To do: According to the text on the EGFR network, why are ERBB2 and ERBB3 homodimers nonfunctional? Answer in one to three sentences.

Text:

★ ★ ★ ★

Beyond wavy hairs: the epidermal growth factor receptor and its ligands in skin biology and pathology

Abstract

The epidermal growth factor receptor (EGFR) network, including its seven ligands and four related receptors, represents one of the most complex signaling systems in biology. In many tissues, including the skin and its appendages (notoriously the hair follicles), its correct function is necessary for proper development and tissue homeostasis, and its deregulation rapidly results in defects in cellular proliferation and differentiation. The consequences are impaired wound healing, development of psoriasis-like lesions, structural and functional defects of the hair follicles, and tumorigenesis. In addition to in vitro experiments and data from clinical studies, several genetically modified mouse models displaying alterations in the interfollicular skin and hair follicles attributable to mutations in components of the EGFR system have been reported. These animals, in many cases representing bona fide models of known human diseases, have been seminal in the study of the role of EGFR and its ligands in the skin and its appendages. In this review, we take the multiple phenotypes of these animal models as a basis to summarize and discuss the effects elicited by members of the EGFR system in diverse aspects of skin biology and pathology, including cellular proliferation and differentiation, wound healing, hair follicle morphogenesis, and tumorigenesis.

Figure 1

Photographs published by Clyde E. Keeler in 1935 comparing a wa-1 (A), a wa-2 (C), and a normal coated mouse (B). Reproduced from The Journal of Heredity, 1935, Vol 26, pp 189–191, with permission from Oxford University Press.

Figure 2

The EGFR network can be viewed as a multilayered system. The input layer comprises the seven EGFR ligands. In the signal processing layer, the four receptors form 10 possible dimeric combinations after ligand binding. Note that ERBB2 and ERBB3 homodimers are nonfunctional because of a lack of a ligand or to a dead kinase, respectively. Once activated by a ligand (1), molecules with adaptor or enzymatic function are recruited to the receptors and activate downstream signaling pathways including the RAS-MAPK cascade (2), which is shown in more detail because of its relevance for keratinocyte proliferation and survival. Finally, activated downstream components change the activity of multiple nuclear transcription factors, altering the cellular transcriptional program (3). Signaling via the STAT, PLC-PKC, and PI3K-AKT pathways are also important in mediating EGFR activity (4). EGFR signaling is also activated by EGFR-independent signaling pathways (nonclassical use) including ligand-free receptor activation. The output layer is the result of the altered cellular transcriptional program and represents the cellular effects elicited by the combined activity of the previous layers.

★ ★ ★ ★

Listed entries:
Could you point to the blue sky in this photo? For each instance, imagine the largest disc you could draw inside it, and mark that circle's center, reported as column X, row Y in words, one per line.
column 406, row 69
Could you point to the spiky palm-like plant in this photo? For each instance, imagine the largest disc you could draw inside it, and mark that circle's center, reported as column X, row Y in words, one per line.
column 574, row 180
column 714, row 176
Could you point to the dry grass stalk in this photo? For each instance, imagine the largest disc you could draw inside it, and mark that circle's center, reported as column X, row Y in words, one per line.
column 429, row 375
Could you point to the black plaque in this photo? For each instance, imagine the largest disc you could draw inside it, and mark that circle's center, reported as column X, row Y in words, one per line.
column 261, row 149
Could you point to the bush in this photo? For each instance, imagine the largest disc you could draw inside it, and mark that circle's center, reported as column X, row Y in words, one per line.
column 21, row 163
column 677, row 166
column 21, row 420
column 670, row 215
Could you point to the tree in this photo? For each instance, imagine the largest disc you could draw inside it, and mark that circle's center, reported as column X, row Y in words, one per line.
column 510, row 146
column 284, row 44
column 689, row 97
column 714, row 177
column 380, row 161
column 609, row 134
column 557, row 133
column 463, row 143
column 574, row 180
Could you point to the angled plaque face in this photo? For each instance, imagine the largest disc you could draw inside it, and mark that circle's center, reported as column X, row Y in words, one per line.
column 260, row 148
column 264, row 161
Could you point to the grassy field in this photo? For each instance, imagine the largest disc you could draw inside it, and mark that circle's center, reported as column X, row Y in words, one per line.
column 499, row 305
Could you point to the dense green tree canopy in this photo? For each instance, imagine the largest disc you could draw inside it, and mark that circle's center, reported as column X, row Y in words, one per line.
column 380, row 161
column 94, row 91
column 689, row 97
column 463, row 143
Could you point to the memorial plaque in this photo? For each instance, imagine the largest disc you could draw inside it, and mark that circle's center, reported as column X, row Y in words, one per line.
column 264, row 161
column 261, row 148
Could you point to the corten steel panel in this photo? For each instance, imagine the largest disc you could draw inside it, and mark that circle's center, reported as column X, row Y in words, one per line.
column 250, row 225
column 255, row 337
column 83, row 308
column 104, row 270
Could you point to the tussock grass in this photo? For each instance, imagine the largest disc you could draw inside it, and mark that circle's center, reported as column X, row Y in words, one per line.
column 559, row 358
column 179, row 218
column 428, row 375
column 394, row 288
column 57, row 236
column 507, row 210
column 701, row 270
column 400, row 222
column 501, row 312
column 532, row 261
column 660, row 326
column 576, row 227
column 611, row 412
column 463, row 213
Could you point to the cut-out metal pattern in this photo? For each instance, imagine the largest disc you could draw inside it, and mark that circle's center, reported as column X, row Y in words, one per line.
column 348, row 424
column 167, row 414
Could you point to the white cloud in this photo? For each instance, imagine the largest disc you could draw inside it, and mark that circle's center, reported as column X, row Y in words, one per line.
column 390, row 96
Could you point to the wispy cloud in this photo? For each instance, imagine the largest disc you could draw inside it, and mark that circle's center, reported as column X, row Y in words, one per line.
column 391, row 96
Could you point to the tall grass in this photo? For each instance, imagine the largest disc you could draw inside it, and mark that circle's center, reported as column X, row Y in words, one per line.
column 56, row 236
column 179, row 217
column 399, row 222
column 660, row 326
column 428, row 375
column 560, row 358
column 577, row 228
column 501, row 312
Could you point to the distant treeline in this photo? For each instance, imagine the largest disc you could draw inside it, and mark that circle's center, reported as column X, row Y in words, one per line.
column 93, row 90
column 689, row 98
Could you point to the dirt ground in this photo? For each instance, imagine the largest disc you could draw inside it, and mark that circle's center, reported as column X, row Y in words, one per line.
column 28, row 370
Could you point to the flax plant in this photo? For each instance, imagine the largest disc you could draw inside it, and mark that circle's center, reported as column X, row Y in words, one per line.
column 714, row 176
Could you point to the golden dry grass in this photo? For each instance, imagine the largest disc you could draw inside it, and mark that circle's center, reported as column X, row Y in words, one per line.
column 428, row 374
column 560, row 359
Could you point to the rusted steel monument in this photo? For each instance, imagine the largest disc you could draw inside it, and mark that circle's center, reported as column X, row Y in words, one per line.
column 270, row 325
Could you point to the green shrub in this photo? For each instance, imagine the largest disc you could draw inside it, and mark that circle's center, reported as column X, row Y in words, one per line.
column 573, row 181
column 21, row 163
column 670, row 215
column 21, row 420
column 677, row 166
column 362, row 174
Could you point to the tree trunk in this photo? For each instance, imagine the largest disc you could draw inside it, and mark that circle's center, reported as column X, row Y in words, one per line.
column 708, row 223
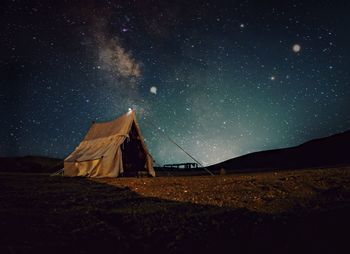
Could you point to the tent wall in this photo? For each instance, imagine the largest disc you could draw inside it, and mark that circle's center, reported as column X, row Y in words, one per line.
column 100, row 153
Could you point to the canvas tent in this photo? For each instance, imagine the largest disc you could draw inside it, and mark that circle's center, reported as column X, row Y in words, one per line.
column 111, row 149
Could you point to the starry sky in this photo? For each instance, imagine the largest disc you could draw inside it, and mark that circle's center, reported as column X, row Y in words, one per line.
column 222, row 78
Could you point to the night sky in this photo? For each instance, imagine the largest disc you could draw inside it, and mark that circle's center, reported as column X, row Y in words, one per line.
column 222, row 78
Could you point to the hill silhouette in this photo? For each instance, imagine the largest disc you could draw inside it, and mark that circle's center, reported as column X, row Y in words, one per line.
column 328, row 151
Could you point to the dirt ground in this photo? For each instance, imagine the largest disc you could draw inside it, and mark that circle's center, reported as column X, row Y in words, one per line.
column 304, row 211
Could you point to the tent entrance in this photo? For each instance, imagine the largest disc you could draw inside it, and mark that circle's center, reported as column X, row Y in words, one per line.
column 133, row 154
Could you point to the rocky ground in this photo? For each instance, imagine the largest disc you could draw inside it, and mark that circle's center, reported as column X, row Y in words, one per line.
column 304, row 211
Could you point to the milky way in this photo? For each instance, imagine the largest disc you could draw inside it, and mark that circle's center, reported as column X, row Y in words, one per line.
column 222, row 78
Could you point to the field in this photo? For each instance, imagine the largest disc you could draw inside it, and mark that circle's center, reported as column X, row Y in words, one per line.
column 304, row 211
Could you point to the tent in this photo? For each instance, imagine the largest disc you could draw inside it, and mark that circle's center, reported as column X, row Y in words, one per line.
column 111, row 149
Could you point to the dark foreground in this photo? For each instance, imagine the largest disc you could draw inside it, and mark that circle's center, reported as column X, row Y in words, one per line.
column 288, row 212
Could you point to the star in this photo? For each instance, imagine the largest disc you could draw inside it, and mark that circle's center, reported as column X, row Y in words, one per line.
column 296, row 48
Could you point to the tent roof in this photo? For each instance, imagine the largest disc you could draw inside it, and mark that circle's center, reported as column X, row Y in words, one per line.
column 120, row 126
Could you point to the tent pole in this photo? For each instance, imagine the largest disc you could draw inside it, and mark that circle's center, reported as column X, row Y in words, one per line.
column 172, row 141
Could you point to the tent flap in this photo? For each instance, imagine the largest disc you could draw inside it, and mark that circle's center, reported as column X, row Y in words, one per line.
column 99, row 154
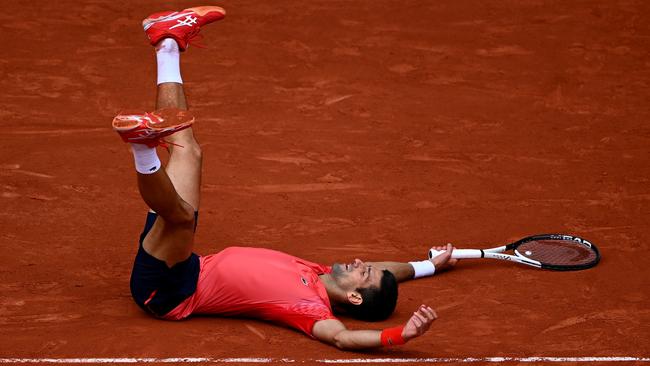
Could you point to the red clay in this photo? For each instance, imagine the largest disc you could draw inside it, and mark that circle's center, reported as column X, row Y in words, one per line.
column 335, row 130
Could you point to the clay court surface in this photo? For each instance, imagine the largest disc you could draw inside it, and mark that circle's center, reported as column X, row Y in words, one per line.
column 334, row 130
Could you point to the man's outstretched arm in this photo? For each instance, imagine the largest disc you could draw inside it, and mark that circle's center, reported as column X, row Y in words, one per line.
column 334, row 332
column 405, row 271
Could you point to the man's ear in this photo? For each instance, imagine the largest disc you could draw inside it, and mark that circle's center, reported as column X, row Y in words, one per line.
column 354, row 297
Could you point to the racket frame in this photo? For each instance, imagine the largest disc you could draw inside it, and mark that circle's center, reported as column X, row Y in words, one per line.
column 498, row 253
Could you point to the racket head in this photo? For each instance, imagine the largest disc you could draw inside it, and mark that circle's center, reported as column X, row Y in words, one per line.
column 559, row 252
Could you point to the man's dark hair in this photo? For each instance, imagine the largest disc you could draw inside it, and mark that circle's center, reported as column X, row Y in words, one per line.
column 378, row 303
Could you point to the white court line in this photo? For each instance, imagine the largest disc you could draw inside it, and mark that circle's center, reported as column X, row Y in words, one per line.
column 341, row 360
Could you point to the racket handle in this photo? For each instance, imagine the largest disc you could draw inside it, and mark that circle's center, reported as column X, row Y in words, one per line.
column 458, row 253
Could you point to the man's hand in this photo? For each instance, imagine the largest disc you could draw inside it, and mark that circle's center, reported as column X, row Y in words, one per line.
column 419, row 322
column 444, row 261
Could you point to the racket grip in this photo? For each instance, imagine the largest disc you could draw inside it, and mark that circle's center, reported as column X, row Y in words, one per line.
column 458, row 253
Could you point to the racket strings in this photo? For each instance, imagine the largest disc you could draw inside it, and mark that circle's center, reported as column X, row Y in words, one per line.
column 557, row 252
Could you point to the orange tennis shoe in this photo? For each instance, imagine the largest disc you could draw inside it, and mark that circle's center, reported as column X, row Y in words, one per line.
column 150, row 128
column 183, row 26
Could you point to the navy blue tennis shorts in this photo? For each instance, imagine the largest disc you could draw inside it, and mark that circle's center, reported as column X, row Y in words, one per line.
column 155, row 287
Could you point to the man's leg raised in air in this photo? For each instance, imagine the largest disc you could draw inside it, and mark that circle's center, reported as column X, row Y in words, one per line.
column 172, row 241
column 171, row 192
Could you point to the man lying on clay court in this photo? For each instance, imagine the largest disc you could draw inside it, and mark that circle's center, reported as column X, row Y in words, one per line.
column 171, row 282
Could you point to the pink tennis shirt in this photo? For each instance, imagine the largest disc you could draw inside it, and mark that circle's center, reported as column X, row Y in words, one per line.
column 259, row 283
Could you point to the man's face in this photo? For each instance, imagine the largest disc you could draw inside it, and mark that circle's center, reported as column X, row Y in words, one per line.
column 357, row 274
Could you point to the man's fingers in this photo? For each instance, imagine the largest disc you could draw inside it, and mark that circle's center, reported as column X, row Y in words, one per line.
column 428, row 312
column 416, row 321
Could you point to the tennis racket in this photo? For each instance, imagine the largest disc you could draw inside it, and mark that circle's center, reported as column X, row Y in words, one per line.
column 547, row 251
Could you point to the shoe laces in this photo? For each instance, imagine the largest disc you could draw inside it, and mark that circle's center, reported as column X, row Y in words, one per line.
column 194, row 38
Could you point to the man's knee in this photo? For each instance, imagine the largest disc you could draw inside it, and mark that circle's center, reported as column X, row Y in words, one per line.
column 183, row 216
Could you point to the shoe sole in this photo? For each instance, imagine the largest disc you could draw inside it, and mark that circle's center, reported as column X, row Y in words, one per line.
column 166, row 119
column 199, row 10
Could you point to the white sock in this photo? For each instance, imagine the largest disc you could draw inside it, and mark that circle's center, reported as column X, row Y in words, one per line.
column 146, row 159
column 168, row 58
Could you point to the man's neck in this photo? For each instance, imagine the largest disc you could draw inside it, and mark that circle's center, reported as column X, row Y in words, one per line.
column 334, row 292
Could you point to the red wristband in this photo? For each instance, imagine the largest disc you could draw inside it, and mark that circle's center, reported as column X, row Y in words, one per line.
column 392, row 336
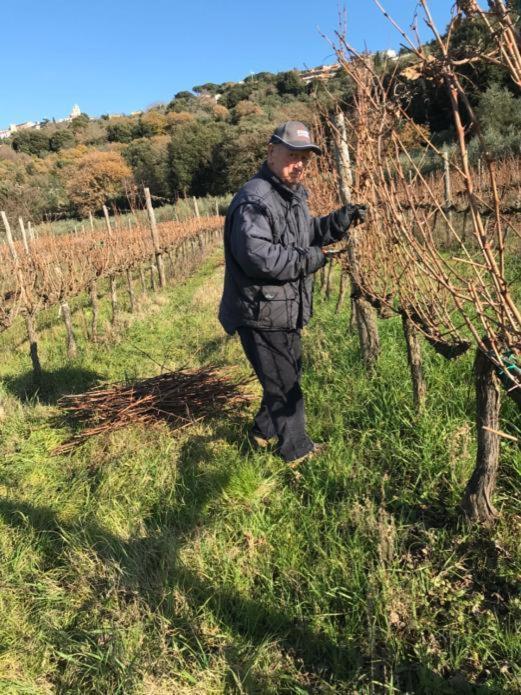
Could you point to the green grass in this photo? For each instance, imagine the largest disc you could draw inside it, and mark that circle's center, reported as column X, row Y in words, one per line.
column 147, row 562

★ ★ ★ ★

Task result: ERBB2 homodimers are nonfunctional because ERBB2 lacks a ligand. ERBB3 homodimers are nonfunctional because ERBB3 has a dead kinase.